----- Source extract

Use the (alternative instructions based) callout hooks to the ticket
spinlock code to enlighten ticket locks when running fully virtualized
on Xen. Ultimately, this code might also be a candidate to be used
when running para-virtualized.
Signed-off-by: Jan Beulich <[email protected]>
Cc: Jeremy Fitzhardinge <[email protected]>
---
arch/x86/include/asm/processor.h | 1
arch/x86/include/asm/xen.h | 7 +
arch/x86/include/asm/xen/cpuid.h | 68 ++++++++++
arch/x86/kernel/cpu/Makefile | 2
arch/x86/kernel/cpu/hypervisor.c | 11 +
arch/x86/kernel/cpu/xen.c | 259 +++++++++++++++++++++++++++++++++++++++
6 files changed, 345 insertions(+), 3 deletions(-)

----------
----- Dataset content

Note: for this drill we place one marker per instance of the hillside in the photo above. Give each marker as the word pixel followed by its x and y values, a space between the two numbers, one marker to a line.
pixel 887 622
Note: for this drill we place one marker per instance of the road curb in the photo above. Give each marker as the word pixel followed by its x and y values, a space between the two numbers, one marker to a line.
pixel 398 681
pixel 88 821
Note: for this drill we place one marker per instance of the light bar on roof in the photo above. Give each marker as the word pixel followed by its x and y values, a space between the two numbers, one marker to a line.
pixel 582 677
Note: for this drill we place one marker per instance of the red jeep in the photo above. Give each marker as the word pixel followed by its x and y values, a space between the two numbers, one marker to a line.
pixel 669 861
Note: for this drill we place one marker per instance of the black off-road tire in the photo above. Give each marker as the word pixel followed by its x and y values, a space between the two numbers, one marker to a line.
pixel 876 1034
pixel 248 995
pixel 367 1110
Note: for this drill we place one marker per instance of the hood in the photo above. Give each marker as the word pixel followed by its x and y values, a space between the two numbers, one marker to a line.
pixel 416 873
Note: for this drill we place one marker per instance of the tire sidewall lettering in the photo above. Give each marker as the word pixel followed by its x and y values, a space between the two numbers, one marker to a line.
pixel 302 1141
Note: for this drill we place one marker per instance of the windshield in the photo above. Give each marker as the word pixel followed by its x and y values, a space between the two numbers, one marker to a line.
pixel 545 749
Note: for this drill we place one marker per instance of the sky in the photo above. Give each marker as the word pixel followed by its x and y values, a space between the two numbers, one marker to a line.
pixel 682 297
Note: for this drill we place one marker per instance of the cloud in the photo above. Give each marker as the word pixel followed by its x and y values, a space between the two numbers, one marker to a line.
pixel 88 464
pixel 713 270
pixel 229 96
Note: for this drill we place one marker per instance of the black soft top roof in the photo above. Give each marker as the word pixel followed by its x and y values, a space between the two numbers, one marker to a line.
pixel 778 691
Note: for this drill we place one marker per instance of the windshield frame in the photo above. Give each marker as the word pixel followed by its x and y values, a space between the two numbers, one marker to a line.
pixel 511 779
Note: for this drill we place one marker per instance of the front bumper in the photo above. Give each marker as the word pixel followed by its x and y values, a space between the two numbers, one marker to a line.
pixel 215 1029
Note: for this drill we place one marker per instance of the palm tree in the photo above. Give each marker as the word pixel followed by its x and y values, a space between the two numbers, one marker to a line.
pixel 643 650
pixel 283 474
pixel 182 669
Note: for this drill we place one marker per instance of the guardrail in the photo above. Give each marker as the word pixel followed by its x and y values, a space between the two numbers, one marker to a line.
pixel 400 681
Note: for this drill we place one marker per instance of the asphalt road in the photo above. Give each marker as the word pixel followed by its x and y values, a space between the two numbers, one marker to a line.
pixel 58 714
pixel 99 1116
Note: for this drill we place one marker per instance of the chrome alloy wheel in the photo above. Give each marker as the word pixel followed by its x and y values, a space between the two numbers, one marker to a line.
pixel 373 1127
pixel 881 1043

----------

◆ Complete the following:
1. Reproduce the Xen ticket spinlock patch text between "Use the (alternative" and "when running para-virtualized.", inclusive.
2. Render this sentence from the Xen ticket spinlock patch in German: "Ultimately, this code might also be a candidate to be used when running para-virtualized."
These records aren't needed for the work that follows.

◆ Answers by task:
1.
Use the (alternative instructions based) callout hooks to the ticket
spinlock code to enlighten ticket locks when running fully virtualized
on Xen. Ultimately, this code might also be a candidate to be used
when running para-virtualized.

2. Letztlich könnte dieser Code auch ein Kandidat für die Verwendung im paravirtualisierten Betrieb sein.